**Given data**:
** Start **

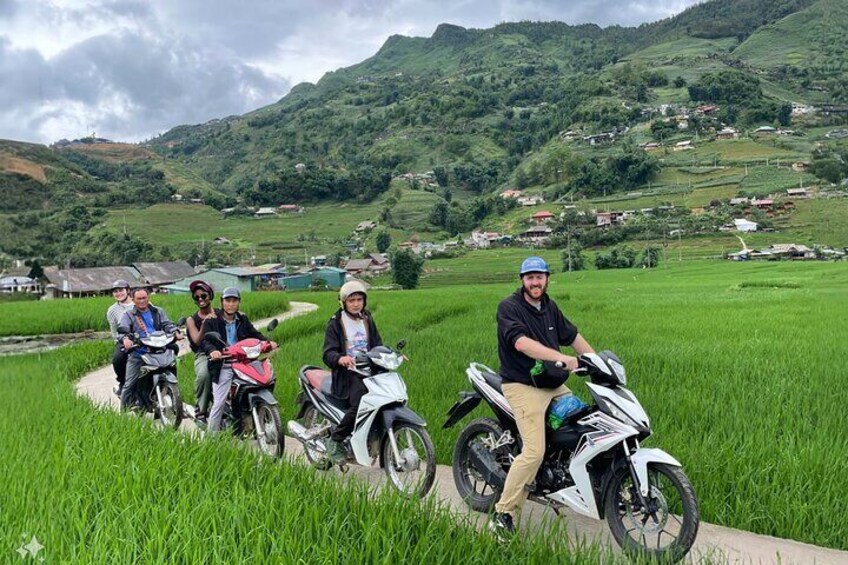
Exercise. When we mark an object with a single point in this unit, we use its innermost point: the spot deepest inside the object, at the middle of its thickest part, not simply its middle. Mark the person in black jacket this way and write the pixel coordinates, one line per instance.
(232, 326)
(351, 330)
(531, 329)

** End **
** Start **

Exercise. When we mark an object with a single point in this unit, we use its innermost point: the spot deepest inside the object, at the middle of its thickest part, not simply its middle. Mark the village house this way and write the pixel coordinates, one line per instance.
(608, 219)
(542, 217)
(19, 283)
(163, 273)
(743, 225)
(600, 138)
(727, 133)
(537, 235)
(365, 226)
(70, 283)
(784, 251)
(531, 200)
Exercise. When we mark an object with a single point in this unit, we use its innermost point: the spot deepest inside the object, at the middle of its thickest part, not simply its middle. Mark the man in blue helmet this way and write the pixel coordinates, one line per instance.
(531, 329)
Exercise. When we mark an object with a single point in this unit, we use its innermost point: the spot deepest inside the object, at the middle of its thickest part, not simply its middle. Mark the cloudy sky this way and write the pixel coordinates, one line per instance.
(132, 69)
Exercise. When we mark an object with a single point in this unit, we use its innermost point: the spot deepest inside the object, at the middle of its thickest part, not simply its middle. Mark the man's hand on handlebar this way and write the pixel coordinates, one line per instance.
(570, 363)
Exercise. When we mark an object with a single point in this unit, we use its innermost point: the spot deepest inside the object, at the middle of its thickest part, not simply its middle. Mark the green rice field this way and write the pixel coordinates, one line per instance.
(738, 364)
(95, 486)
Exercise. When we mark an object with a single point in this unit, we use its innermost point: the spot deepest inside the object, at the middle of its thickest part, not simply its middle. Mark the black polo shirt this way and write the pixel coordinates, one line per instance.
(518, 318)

** End **
** Start **

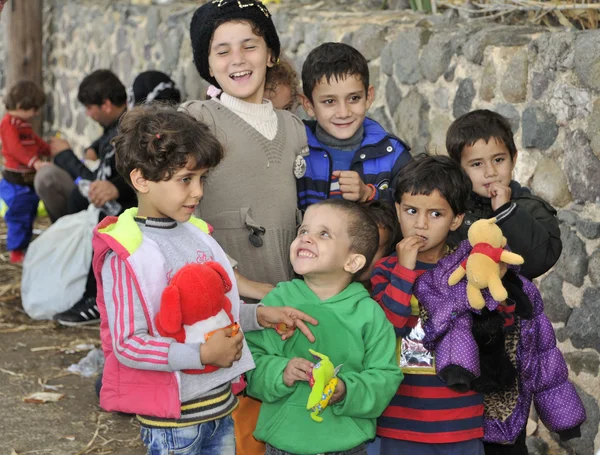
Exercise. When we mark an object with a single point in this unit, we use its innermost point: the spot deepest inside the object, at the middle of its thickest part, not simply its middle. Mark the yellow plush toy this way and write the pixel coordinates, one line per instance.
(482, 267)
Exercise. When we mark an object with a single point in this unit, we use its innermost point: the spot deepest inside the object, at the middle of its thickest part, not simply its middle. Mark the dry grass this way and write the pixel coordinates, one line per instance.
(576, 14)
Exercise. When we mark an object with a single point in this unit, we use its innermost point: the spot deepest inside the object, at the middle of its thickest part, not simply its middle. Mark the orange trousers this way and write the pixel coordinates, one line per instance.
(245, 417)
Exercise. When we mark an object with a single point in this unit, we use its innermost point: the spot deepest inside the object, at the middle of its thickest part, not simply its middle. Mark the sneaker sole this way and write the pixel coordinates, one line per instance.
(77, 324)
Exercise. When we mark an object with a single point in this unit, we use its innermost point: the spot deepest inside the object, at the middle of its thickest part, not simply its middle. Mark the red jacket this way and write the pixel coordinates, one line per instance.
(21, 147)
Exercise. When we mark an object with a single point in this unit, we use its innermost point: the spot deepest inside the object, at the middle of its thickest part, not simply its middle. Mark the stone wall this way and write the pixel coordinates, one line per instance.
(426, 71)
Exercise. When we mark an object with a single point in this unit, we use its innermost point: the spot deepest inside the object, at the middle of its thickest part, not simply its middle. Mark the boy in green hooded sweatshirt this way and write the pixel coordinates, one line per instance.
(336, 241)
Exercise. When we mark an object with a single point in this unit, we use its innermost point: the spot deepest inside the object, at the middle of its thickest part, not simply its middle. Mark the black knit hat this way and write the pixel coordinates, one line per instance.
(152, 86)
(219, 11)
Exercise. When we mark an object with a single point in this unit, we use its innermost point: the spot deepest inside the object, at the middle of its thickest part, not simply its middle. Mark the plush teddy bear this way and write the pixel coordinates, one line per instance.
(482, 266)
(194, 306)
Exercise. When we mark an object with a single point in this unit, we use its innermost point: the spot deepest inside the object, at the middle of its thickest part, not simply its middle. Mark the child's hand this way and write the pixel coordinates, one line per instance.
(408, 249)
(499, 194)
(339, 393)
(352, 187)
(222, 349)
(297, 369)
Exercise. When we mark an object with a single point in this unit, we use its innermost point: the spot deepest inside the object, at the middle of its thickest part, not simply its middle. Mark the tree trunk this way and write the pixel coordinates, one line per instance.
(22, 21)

** End **

**Exercise prompt**: Select every line of the records above that contains the word "tree", and copy each one.

**Solution for this exercise**:
Exercise. When we mark an object with a single point in this unit, we use its innermost point: the spot deepest inside the object, at the middle of its thickest part, not simply its middle. Mark the tree trunk this way and write the pixel coordinates, one line per instance.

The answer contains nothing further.